Count the lines of the records below that contain the string "jeans", matching case exactly, and give only that number.

** START Information supplied **

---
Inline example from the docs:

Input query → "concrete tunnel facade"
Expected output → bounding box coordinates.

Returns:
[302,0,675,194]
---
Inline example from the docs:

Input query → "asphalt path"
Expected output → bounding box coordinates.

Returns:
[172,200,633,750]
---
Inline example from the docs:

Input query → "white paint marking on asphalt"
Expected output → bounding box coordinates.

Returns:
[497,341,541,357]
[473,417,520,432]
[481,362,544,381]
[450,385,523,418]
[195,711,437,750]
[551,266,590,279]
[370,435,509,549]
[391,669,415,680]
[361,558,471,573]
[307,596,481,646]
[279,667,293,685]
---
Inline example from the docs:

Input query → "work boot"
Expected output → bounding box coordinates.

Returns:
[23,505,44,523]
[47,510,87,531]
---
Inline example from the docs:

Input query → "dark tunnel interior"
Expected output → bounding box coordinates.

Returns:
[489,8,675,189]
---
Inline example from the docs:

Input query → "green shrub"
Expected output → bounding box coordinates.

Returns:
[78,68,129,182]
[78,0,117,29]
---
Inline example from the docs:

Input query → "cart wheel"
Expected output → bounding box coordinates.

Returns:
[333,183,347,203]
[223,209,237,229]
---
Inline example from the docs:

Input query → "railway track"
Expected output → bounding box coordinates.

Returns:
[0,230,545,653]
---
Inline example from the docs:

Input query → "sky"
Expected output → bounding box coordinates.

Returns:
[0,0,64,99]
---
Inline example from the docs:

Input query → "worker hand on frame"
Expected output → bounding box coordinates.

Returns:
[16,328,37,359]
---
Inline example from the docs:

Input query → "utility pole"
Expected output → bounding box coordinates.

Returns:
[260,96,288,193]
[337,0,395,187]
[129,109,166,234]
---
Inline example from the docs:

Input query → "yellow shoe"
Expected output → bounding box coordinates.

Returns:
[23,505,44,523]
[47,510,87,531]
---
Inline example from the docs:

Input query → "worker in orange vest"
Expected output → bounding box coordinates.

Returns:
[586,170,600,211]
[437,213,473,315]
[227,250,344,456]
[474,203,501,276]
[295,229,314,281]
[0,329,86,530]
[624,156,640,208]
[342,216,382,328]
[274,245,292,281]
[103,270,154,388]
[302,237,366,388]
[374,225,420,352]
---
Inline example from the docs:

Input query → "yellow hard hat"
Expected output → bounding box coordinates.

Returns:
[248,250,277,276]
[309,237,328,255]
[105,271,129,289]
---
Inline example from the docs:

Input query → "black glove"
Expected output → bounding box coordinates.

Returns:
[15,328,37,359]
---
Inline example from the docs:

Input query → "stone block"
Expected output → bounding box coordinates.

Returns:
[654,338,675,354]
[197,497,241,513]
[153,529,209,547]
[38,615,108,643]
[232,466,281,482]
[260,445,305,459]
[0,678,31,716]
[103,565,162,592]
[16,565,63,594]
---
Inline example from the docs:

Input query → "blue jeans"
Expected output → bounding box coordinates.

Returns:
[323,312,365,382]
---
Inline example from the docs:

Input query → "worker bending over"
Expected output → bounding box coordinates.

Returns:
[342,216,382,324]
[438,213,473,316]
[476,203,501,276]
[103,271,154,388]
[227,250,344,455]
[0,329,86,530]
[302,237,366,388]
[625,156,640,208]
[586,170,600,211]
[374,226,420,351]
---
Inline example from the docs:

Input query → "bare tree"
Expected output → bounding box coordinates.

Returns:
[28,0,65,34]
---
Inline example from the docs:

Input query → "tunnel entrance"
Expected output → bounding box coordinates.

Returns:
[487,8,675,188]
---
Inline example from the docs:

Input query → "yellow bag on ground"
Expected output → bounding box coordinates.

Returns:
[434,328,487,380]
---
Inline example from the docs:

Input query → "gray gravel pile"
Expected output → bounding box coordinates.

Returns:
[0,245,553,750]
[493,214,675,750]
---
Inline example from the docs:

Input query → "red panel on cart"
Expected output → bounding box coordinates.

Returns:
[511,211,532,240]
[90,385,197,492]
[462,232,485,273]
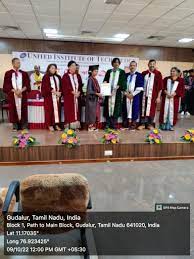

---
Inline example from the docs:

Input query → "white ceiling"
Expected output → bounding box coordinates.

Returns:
[0,0,194,48]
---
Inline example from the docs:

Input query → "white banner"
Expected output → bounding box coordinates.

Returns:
[12,51,139,88]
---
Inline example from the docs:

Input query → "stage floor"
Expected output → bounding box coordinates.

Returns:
[0,116,194,165]
[0,116,194,147]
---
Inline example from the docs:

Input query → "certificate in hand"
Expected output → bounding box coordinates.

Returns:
[100,83,111,96]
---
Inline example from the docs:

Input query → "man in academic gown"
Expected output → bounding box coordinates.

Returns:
[123,61,144,130]
[30,65,44,90]
[138,59,163,130]
[183,69,194,117]
[104,58,127,129]
[62,60,82,129]
[3,58,30,131]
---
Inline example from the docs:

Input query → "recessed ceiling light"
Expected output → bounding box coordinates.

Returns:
[178,38,194,43]
[46,33,65,39]
[104,0,123,5]
[113,33,130,41]
[43,29,58,34]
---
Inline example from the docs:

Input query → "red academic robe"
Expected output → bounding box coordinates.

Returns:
[3,69,30,123]
[142,69,163,118]
[62,72,82,124]
[160,76,184,125]
[41,74,61,127]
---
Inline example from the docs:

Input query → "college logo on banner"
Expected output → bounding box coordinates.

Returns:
[12,51,139,87]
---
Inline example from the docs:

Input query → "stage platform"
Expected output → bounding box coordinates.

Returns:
[0,116,194,165]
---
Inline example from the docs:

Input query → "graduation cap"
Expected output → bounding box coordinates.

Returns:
[88,65,99,73]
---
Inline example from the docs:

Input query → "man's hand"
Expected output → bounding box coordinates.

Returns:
[75,92,80,98]
[96,93,102,98]
[156,97,160,104]
[127,94,133,100]
[111,90,117,96]
[56,92,61,97]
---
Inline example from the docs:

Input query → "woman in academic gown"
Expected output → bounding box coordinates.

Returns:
[41,64,61,131]
[160,67,184,131]
[62,61,82,129]
[85,65,102,131]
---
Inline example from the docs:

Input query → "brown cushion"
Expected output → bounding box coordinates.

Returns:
[21,174,89,212]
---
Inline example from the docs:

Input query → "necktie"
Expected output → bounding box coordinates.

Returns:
[53,76,57,91]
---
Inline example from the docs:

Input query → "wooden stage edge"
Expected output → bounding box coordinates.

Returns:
[0,142,194,166]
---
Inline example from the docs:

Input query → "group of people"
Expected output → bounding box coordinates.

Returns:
[3,58,191,131]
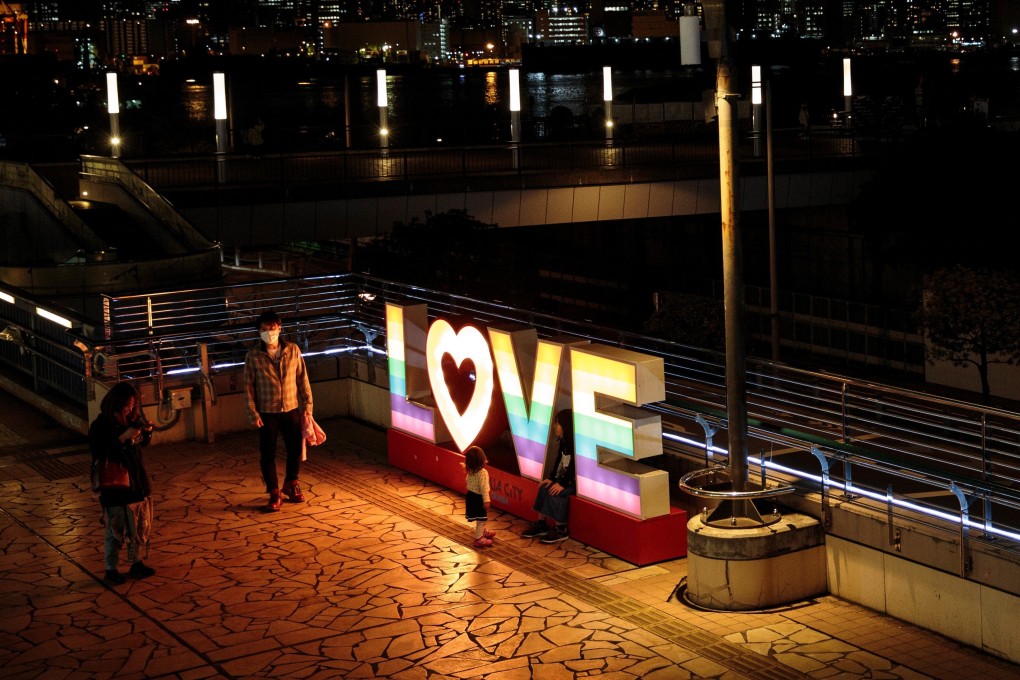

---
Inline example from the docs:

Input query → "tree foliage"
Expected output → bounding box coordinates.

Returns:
[356,210,520,301]
[645,293,726,352]
[919,265,1020,403]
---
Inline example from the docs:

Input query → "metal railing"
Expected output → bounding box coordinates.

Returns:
[0,274,1020,572]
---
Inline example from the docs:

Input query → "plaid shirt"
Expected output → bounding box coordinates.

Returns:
[245,339,312,423]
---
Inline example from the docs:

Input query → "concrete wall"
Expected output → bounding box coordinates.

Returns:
[181,170,873,246]
[825,535,1020,663]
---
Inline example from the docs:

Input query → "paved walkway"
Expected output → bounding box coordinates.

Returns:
[0,398,1020,680]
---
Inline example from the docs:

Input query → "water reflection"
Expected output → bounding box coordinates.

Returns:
[167,55,1020,148]
[486,70,500,106]
[181,83,212,122]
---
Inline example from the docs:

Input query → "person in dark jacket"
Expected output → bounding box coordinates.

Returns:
[521,409,577,543]
[89,382,156,585]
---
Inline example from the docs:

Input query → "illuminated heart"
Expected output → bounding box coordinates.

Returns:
[425,319,495,451]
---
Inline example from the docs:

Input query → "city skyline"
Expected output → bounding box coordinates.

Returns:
[11,0,1020,65]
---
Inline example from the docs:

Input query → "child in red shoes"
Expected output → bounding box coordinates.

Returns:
[464,447,496,547]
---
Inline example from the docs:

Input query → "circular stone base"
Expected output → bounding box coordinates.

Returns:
[686,513,826,612]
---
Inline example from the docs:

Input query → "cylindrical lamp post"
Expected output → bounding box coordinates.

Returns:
[510,68,520,170]
[106,71,120,158]
[375,68,390,156]
[751,64,762,158]
[602,66,613,147]
[212,72,230,184]
[680,4,701,66]
[843,57,854,127]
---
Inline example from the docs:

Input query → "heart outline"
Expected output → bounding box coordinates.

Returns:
[425,319,496,451]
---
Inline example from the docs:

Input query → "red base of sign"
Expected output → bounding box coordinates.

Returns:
[389,429,687,566]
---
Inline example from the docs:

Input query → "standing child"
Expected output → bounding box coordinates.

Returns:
[464,447,496,547]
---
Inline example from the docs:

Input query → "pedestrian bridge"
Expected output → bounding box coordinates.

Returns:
[115,134,877,247]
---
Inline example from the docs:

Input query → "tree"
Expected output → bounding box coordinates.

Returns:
[645,293,726,352]
[919,265,1020,404]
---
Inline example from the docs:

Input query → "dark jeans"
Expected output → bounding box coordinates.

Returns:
[534,485,574,524]
[258,409,301,491]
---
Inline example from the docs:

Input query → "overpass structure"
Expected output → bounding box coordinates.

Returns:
[115,134,880,247]
[0,136,1020,662]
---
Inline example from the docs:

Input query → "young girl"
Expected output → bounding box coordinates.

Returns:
[464,447,496,547]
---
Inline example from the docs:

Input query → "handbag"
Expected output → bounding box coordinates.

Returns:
[92,458,131,491]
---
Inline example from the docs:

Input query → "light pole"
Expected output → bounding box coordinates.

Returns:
[375,68,390,156]
[843,57,854,129]
[602,66,613,147]
[106,71,120,158]
[212,71,230,184]
[510,68,520,170]
[702,0,758,499]
[765,77,779,361]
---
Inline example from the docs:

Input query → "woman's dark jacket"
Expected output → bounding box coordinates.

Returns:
[89,415,152,508]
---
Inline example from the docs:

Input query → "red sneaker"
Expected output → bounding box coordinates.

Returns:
[284,480,305,503]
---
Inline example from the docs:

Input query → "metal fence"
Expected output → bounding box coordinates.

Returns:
[0,274,1020,572]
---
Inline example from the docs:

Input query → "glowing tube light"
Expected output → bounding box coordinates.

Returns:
[680,16,701,66]
[106,72,120,113]
[751,66,762,104]
[36,307,71,328]
[375,68,387,108]
[662,432,1020,540]
[212,73,226,120]
[510,68,520,111]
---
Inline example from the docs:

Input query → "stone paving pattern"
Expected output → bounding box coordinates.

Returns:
[0,418,1020,680]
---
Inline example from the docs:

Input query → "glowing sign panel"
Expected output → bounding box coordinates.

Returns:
[387,304,670,519]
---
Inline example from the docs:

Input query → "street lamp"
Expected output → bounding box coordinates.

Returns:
[375,68,390,156]
[602,66,613,147]
[843,57,854,127]
[751,64,762,157]
[680,4,701,66]
[106,71,120,158]
[602,66,613,147]
[510,68,520,170]
[212,71,228,184]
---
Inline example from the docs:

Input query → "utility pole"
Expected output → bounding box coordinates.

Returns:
[702,0,757,499]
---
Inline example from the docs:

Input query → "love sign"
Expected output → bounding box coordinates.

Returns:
[387,303,669,519]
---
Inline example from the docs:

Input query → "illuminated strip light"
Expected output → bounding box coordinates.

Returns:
[166,347,386,375]
[662,433,1020,540]
[36,307,71,328]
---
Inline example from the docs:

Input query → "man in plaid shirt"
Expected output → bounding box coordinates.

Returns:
[245,312,312,511]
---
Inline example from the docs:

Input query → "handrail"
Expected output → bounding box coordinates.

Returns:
[3,274,1020,550]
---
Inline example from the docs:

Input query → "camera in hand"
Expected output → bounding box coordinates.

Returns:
[131,418,154,434]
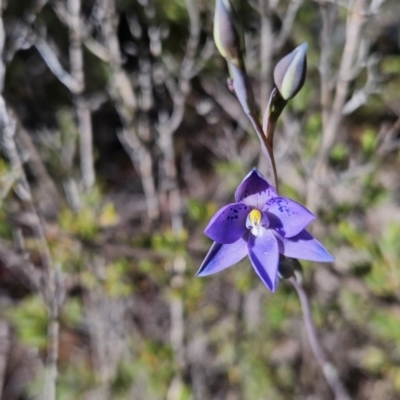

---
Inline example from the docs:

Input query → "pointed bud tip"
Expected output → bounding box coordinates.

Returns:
[274,42,308,100]
[214,0,244,64]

** END Information supplied **

* Task answer
2